*INSTRUCTIONS FOR THE TASK:*
Find "of the overhead" in the material below, then copy that line and every subsequent line to the end, exactly.

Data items
=-=-=

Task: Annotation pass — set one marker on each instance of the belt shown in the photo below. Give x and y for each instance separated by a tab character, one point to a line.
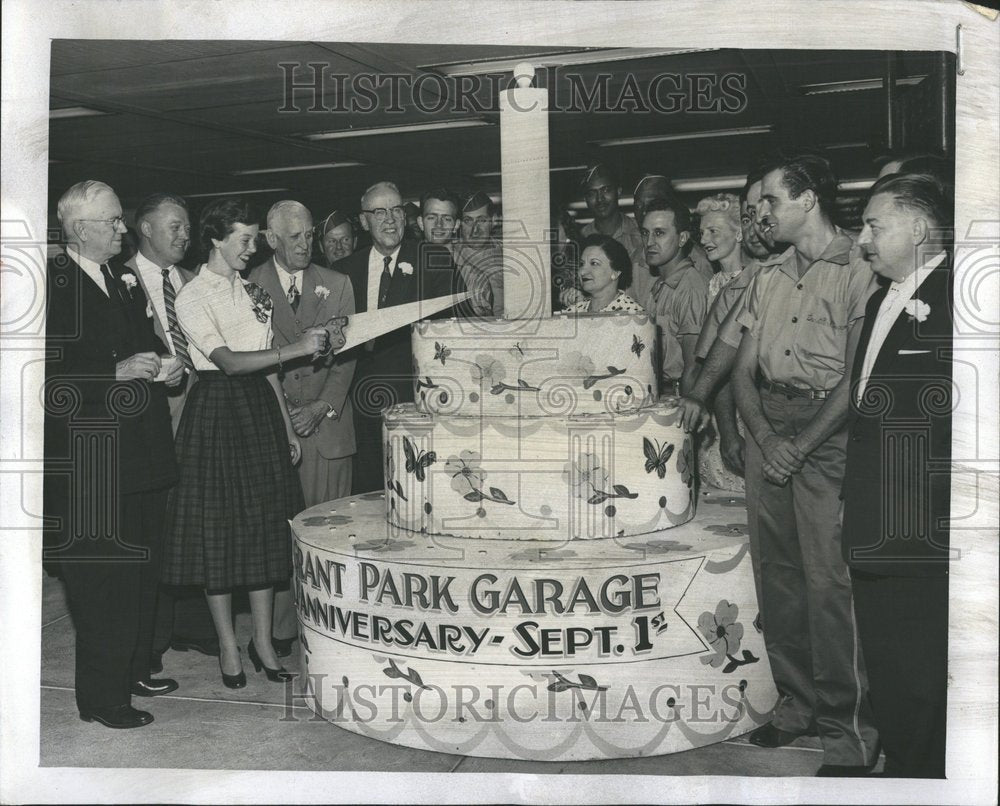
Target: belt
793	391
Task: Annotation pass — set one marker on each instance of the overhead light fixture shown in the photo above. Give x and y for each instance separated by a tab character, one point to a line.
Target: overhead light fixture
480	67
857	85
233	193
488	174
318	166
668	138
404	128
74	112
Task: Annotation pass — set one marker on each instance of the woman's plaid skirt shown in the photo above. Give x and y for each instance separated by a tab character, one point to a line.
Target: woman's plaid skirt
227	518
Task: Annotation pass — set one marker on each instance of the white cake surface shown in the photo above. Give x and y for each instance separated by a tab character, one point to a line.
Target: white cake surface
582	364
581	476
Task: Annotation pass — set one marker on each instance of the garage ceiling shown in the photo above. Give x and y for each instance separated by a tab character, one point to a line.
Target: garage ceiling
193	117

=-=-=

*WRITTEN RESPONSE:*
Task: Annotation pass — set one marker on each instance of the overhead light fixture shown in the photo above. Give x and y for each instance separated by a tab character, one point to a line.
Target: overhead light fixture
480	67
857	85
233	193
488	174
318	166
668	138
404	128
74	112
Task: Annotation pass — set one marker on each instance of the woman's plaid skirt shown in the photo above. Give x and y for each instance separated by a tab character, one point to a line.
Target: woman's plaid skirt
227	518
Task: Annotation pass — set one marker on each instance of the white cake surface shown in the photo above. Give x and y for each instance separated by a tab character, one point to a line.
Target: white cake surface
582	364
581	476
Task: Annotation pass — set one marker on each instance of the garage ceiling shown in the photo above. Give x and y for each instance separated by a tab character, one point to a line.
Target: garage ceiling
193	117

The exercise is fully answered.